SUPPLIED INFORMATION =
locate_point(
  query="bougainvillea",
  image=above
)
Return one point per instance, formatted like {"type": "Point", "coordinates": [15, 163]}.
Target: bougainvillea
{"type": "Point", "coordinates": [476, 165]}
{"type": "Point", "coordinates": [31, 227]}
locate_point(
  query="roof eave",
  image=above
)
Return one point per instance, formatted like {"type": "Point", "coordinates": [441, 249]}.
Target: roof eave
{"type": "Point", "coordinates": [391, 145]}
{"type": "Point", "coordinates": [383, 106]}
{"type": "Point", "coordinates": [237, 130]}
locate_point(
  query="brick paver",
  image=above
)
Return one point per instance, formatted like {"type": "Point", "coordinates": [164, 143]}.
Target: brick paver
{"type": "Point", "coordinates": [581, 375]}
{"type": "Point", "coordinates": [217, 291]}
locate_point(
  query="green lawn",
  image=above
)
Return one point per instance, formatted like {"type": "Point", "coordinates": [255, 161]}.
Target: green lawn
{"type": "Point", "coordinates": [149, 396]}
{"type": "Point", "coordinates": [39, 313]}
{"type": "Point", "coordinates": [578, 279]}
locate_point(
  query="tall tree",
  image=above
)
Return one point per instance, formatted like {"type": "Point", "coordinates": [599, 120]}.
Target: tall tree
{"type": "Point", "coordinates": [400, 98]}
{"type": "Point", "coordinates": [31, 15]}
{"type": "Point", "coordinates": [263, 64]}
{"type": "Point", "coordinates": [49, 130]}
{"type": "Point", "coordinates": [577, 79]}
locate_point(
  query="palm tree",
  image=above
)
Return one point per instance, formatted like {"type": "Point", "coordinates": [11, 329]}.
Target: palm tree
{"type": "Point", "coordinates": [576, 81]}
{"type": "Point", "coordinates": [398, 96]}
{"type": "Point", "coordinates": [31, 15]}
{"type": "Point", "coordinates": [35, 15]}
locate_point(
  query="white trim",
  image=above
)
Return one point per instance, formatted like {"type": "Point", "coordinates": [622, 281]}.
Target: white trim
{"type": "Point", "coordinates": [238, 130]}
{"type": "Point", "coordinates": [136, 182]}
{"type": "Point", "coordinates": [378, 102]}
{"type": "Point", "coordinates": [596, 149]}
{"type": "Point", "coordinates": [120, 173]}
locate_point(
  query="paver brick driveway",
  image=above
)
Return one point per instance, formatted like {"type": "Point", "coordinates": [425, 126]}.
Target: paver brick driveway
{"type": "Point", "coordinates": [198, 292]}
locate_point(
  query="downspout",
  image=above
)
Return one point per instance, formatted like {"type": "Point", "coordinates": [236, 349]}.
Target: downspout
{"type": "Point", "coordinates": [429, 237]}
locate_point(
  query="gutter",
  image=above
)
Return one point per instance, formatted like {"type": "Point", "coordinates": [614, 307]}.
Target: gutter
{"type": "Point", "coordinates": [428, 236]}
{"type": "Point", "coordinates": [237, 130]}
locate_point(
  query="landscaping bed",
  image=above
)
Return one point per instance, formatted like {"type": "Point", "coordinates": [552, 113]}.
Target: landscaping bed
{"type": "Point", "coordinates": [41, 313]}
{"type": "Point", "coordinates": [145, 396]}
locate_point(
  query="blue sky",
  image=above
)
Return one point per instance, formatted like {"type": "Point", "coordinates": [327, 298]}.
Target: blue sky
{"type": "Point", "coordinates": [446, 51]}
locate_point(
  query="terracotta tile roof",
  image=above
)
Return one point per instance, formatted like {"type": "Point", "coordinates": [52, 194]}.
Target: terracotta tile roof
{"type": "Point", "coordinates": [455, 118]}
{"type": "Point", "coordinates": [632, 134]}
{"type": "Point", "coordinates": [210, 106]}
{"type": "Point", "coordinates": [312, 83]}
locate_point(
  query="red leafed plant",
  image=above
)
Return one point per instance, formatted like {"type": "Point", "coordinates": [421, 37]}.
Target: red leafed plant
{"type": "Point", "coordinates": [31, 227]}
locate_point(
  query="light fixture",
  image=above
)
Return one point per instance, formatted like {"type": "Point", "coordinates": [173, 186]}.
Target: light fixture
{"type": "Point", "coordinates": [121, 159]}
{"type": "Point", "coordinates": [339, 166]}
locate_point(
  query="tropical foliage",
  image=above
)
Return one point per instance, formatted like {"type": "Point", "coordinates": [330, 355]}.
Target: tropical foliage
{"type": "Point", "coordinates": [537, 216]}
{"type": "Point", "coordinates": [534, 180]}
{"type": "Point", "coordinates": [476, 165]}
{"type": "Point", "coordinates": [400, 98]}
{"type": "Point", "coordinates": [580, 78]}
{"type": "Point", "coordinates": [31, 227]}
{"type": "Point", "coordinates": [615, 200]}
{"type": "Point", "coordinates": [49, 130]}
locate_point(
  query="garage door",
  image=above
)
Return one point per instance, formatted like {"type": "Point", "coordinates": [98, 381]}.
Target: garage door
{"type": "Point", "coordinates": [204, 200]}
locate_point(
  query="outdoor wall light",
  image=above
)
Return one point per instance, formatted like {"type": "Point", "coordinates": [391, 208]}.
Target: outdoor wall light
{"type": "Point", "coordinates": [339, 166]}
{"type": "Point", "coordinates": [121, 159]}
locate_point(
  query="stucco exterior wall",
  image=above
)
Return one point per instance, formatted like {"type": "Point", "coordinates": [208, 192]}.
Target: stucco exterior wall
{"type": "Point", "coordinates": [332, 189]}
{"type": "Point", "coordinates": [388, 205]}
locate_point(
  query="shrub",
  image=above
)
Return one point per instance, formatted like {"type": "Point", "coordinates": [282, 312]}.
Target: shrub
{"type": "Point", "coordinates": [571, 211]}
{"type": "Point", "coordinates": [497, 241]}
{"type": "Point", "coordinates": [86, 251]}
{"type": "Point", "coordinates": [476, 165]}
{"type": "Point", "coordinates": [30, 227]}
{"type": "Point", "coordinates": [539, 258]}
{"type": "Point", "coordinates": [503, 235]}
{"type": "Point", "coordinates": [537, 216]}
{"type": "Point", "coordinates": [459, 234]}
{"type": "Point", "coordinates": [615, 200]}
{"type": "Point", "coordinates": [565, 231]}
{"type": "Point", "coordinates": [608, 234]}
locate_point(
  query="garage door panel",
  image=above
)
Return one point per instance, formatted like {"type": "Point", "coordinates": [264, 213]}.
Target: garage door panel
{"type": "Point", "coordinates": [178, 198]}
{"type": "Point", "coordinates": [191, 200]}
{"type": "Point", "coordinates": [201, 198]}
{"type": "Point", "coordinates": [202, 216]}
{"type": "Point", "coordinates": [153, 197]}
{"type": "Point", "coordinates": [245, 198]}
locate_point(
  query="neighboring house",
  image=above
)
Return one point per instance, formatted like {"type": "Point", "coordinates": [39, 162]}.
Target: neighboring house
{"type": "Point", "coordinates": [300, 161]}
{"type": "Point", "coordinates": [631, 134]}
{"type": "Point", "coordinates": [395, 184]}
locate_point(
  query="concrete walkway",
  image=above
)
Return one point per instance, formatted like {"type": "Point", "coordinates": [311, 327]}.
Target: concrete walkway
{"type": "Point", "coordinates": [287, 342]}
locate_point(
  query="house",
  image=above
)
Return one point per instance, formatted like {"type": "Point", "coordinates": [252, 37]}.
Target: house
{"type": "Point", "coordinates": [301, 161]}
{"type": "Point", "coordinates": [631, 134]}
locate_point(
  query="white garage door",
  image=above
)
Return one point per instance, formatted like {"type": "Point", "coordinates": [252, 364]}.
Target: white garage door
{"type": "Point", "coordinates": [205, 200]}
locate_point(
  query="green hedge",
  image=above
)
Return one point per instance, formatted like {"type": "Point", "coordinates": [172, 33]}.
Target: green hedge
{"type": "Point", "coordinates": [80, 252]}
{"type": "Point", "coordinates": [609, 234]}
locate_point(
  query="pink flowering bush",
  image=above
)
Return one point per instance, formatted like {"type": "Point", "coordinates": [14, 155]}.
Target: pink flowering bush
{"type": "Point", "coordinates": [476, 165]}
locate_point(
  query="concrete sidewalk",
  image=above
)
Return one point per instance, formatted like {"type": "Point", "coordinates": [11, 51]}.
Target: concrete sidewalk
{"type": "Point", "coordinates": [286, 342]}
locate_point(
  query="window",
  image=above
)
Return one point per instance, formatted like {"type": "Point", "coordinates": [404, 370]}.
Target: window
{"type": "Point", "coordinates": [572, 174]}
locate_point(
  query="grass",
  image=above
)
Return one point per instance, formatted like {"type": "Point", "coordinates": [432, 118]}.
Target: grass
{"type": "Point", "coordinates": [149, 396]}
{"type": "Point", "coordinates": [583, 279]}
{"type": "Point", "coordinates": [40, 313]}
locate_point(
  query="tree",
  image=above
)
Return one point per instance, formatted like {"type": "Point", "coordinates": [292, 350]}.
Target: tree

GOAL OF THE EXERCISE =
Return every line of the entries above that contains the string "bougainvillea". Treat the match as case-sensitive.

TASK OUTPUT =
  query="bougainvillea",
Target: bougainvillea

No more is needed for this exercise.